* **Work to do**: Please transcribe the records precisely; pictures stay out of your copy.

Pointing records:
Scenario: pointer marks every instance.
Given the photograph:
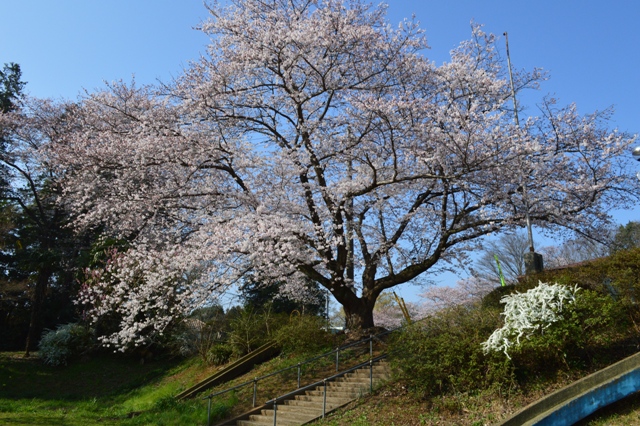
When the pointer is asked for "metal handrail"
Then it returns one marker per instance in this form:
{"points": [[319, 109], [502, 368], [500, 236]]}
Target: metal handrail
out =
{"points": [[323, 382], [319, 382], [300, 364]]}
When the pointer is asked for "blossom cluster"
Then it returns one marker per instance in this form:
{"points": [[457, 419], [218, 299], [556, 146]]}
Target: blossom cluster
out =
{"points": [[528, 313]]}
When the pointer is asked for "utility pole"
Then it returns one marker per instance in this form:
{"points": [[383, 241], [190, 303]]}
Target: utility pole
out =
{"points": [[533, 261]]}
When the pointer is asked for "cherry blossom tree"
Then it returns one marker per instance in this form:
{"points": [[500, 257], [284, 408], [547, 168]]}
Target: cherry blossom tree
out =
{"points": [[315, 141]]}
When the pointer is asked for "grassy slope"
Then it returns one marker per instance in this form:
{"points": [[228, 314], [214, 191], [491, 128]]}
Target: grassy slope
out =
{"points": [[106, 390]]}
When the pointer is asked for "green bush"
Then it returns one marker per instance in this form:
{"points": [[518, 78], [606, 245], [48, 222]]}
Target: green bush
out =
{"points": [[303, 334], [443, 353], [591, 334], [250, 329], [59, 346], [219, 353]]}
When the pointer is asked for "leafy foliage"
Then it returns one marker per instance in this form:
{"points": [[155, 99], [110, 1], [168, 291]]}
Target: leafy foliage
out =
{"points": [[318, 142], [528, 313], [303, 334], [58, 347], [443, 353]]}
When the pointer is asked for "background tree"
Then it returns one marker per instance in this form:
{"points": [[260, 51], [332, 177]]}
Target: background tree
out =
{"points": [[510, 250], [317, 143], [40, 252], [258, 294], [626, 237]]}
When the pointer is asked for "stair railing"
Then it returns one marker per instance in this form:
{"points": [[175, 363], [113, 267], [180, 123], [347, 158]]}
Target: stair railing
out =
{"points": [[274, 402], [298, 366]]}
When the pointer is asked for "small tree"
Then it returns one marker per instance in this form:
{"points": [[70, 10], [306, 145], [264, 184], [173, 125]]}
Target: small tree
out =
{"points": [[626, 237], [528, 313]]}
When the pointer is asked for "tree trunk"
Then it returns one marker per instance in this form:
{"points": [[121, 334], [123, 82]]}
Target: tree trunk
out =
{"points": [[36, 307], [359, 315]]}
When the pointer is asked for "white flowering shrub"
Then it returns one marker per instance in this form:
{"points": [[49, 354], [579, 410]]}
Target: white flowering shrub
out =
{"points": [[529, 312], [58, 346]]}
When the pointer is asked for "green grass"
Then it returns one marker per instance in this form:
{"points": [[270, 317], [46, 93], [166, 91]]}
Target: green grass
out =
{"points": [[110, 390], [100, 391]]}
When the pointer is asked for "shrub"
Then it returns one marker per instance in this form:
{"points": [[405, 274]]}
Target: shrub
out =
{"points": [[303, 334], [443, 354], [528, 313], [59, 346], [219, 354]]}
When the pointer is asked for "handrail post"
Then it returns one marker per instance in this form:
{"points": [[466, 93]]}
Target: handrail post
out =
{"points": [[324, 398], [371, 376], [275, 411], [255, 391], [371, 346]]}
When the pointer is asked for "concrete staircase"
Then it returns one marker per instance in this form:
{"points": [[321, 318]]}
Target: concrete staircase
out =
{"points": [[307, 406]]}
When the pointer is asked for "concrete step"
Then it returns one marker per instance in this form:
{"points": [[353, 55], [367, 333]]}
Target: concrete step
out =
{"points": [[330, 399], [310, 404], [348, 393], [304, 408], [266, 421], [283, 415]]}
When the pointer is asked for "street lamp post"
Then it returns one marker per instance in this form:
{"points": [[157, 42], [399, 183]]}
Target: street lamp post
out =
{"points": [[636, 155]]}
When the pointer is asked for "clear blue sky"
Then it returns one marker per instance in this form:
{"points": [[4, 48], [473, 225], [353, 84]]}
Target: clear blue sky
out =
{"points": [[590, 48]]}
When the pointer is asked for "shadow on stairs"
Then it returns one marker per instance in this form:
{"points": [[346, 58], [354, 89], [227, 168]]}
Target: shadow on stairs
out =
{"points": [[314, 401]]}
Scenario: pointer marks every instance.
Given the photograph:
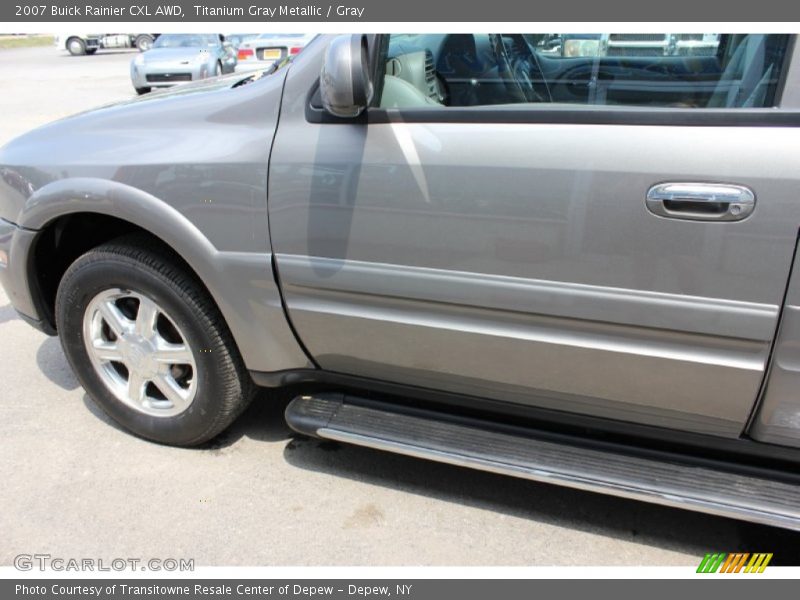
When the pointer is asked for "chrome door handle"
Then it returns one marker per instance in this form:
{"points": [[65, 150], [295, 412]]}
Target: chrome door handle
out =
{"points": [[701, 201]]}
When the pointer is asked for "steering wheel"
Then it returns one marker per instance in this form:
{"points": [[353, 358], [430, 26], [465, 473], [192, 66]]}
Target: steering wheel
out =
{"points": [[518, 63]]}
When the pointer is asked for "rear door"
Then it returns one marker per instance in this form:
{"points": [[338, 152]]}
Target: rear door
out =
{"points": [[492, 239]]}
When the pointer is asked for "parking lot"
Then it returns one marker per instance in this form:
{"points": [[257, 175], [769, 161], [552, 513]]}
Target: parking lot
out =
{"points": [[75, 485]]}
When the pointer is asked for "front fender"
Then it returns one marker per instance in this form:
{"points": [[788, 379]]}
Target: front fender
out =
{"points": [[241, 283]]}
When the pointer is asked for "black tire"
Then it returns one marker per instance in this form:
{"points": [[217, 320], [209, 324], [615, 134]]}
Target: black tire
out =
{"points": [[137, 263], [76, 46], [143, 42]]}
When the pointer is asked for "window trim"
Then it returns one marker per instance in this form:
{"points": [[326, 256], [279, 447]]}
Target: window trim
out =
{"points": [[566, 114]]}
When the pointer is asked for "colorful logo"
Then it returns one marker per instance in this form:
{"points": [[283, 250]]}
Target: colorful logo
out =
{"points": [[744, 562]]}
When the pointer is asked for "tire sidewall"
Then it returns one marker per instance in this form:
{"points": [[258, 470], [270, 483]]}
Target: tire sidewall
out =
{"points": [[82, 283]]}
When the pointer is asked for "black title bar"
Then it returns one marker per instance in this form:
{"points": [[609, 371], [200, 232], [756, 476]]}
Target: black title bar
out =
{"points": [[264, 11]]}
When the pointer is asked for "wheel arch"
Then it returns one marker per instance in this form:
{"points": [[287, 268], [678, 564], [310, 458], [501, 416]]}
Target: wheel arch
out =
{"points": [[72, 216]]}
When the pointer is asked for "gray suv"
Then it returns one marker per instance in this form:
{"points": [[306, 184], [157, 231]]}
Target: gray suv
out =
{"points": [[579, 270]]}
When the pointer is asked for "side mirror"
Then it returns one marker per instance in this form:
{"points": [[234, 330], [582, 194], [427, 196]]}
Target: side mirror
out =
{"points": [[345, 86]]}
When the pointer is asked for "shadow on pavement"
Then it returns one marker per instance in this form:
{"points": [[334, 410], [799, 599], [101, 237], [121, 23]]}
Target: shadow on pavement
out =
{"points": [[7, 313], [53, 364], [619, 518]]}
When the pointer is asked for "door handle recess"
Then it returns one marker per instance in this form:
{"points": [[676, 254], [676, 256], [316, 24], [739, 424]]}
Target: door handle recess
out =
{"points": [[701, 201]]}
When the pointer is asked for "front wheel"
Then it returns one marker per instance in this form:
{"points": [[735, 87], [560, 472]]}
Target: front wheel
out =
{"points": [[149, 345]]}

* **Task solution**:
Scenario: pointer marks every instance.
Given the photograph:
When the pointer is asked for "metal handrail"
Then it returns one marker per instance in this form:
{"points": [[319, 109], [502, 368], [500, 236]]}
Target: metal handrail
out =
{"points": [[323, 382], [319, 382], [300, 364]]}
When the pointer is asked for "blossom cluster"
Then it returns one marker per instance in this form:
{"points": [[457, 419], [218, 299], [556, 146]]}
Target: blossom cluster
out =
{"points": [[528, 313]]}
When the pointer is asked for "utility pole"
Then it returns one marker per instance in this form:
{"points": [[383, 241], [190, 303]]}
Target: utility pole
out =
{"points": [[533, 261]]}
When the pointer is asked for "cherry blossom tree"
Then it returns one marker per instance in this form:
{"points": [[500, 257], [284, 408], [547, 168]]}
Target: cherry blossom tree
out =
{"points": [[315, 141]]}
When the pointer is asked for "grassy slope"
Then it returns one marker per instance in this form:
{"points": [[228, 314], [214, 191], [491, 128]]}
Target: grassy slope
out =
{"points": [[106, 390]]}
When the pointer is asked for "green bush"
Then it returns one marker per instance in this form:
{"points": [[518, 78], [606, 245], [48, 222]]}
Target: green bush
out =
{"points": [[303, 334], [443, 353], [591, 334], [250, 329], [59, 346], [219, 353]]}
When the pointer is asked for "leafy foliage"
Then it returns one marker per instance in this form:
{"points": [[155, 99], [110, 1], [168, 291]]}
Target: leafy foliage
out =
{"points": [[318, 142], [528, 313], [303, 334], [58, 347], [443, 353]]}
When the pointer is asked for "background tree"
Then it returns one marker per instance in this form:
{"points": [[260, 51], [332, 177]]}
Target: background tree
out =
{"points": [[510, 250], [317, 143], [40, 252], [258, 294], [626, 237]]}
When the pointer is asked for "stair railing"
Then it returns one marker per instance in this form:
{"points": [[175, 363], [113, 267], [180, 123], [347, 158]]}
Target: stair railing
out =
{"points": [[274, 402], [298, 366]]}
When the pointer is asked for "small tree"
Then it returns one marker per instance in this form:
{"points": [[70, 10], [306, 145], [264, 184], [173, 125]]}
Target: small tree
out =
{"points": [[626, 237], [528, 313]]}
When the pointer is asked for "tree trunk"
Then it returns one marker per instance in this form:
{"points": [[121, 334], [123, 82]]}
Target: tree trunk
out =
{"points": [[36, 307], [359, 315]]}
When the pointer is asked for "white flowering shrub"
Then it returns one marker per instance in this form:
{"points": [[49, 354], [579, 410]]}
Target: white flowering shrub
out =
{"points": [[529, 312], [58, 346]]}
When the pointer is asked for "green grass"
Then it returns one marker per instance in this form:
{"points": [[270, 317], [46, 93], [166, 91]]}
Target: green grass
out =
{"points": [[110, 390], [100, 391]]}
When the pointer is asked for "shrub"
Then it returns one marker per instance in this form:
{"points": [[405, 274]]}
Target: shrub
out =
{"points": [[303, 334], [443, 354], [528, 313], [59, 346], [219, 354]]}
When the pointer is asked for "handrail post"
Then it returns one marker per instance in this form:
{"points": [[466, 93]]}
Target: handrail post
out =
{"points": [[324, 398], [371, 376], [275, 411], [255, 391], [371, 346]]}
When the pointer is asked for "concrete staircase"
Then it returns one marker per instance in this form:
{"points": [[321, 318]]}
Target: concrete staircase
out =
{"points": [[307, 406]]}
When the pointer is asked for "concrete step"
Then it returns one marker per instance in this form:
{"points": [[353, 55], [367, 333]]}
Target: concrete step
out =
{"points": [[330, 399], [310, 404], [348, 393], [304, 408], [266, 421], [283, 415]]}
When the pointer is asked for "street lamp post"
Then it returns one marker per instance in this form:
{"points": [[157, 42], [399, 183]]}
Target: street lamp post
out =
{"points": [[636, 155]]}
When the pointer is asked for "clear blue sky"
Then it returns one marker per instance in this form:
{"points": [[4, 48], [473, 225], [353, 84]]}
Target: clear blue sky
out =
{"points": [[590, 48]]}
When the pointer is asked for "shadow on stairs"
Then it returns one marker per instance in this form:
{"points": [[346, 58], [354, 89], [227, 168]]}
Target: shadow on stairs
out =
{"points": [[314, 401]]}
Scenario: pointer marks every instance.
Given the photograph:
When the pointer is asked for "chrome door handle"
Then it returns one marker per instance in this form:
{"points": [[65, 150], [295, 412]]}
Target: chrome door handle
out =
{"points": [[701, 201]]}
When the pointer is asked for "steering wheel"
Then it returns one marker per instance in this form:
{"points": [[353, 358], [430, 26], [465, 473], [192, 66]]}
Target: steering wheel
out =
{"points": [[518, 63]]}
When the pointer is asked for "rear door"
Then it returns one marker per instance in this form:
{"points": [[338, 152]]}
Target: rear door
out =
{"points": [[492, 239]]}
When the pointer is asked for "parking lot"
Then it returns one marker per instance in this form:
{"points": [[257, 175], [769, 161], [552, 513]]}
Target: parking lot
out =
{"points": [[75, 485]]}
When the pointer is asked for "front fender"
Then it returns one marker per instance in this form:
{"points": [[788, 379]]}
Target: front fender
out =
{"points": [[241, 283]]}
When the pointer is asked for "black tire"
Then it returns one marker per instance in this form:
{"points": [[217, 320], [209, 324], [615, 134]]}
Target: black tire
out =
{"points": [[137, 263], [76, 46], [143, 42]]}
When the pointer is asked for "window trim"
Then it returns one marker per instance in this form:
{"points": [[326, 256], [279, 447]]}
Target: window trim
out =
{"points": [[566, 114]]}
When the pointer is asked for "colorful logo"
Then it returns one marker per instance in this form:
{"points": [[283, 250]]}
Target: colorful logo
out =
{"points": [[744, 562]]}
When the pointer is asked for "tire sidewall"
Then it returns one marker per instance in this form:
{"points": [[258, 470], [270, 483]]}
Target: tire sidewall
out =
{"points": [[82, 283]]}
When the pointer is asked for "black title bar"
Then it returns one marker per instance in this form:
{"points": [[609, 371], [200, 232], [756, 476]]}
Target: black title bar
out =
{"points": [[264, 11]]}
When the pointer is asked for "wheel arch"
Then it returns one marker per instance in this form:
{"points": [[287, 268], [678, 564], [310, 458], [501, 416]]}
Target: wheel arch
out =
{"points": [[72, 216]]}
When the pointer is asked for "gray suv"
Then it returns one marker per instance in this form:
{"points": [[306, 184], [157, 231]]}
Target: gray suv
out =
{"points": [[579, 270]]}
When the pointer is asked for "side mirror"
Then it returns one marker per instance in this form:
{"points": [[234, 330], [582, 194], [427, 196]]}
Target: side mirror
out =
{"points": [[345, 86]]}
When the pointer is asked for "shadow on pavement"
Then it returns one marker per instance in this form:
{"points": [[334, 410], [799, 599], [101, 237], [121, 23]]}
Target: shadow on pavement
out =
{"points": [[7, 313], [53, 364], [619, 518]]}
When the pointer is asked for "door handle recess"
Then it returns one marker per instance in this form:
{"points": [[676, 254], [676, 256], [316, 24], [739, 424]]}
Target: door handle recess
out =
{"points": [[701, 201]]}
When the pointer is asked for "front wheel"
Then it returns one marker per instance in this form:
{"points": [[735, 87], [560, 472]]}
Target: front wheel
out =
{"points": [[149, 345]]}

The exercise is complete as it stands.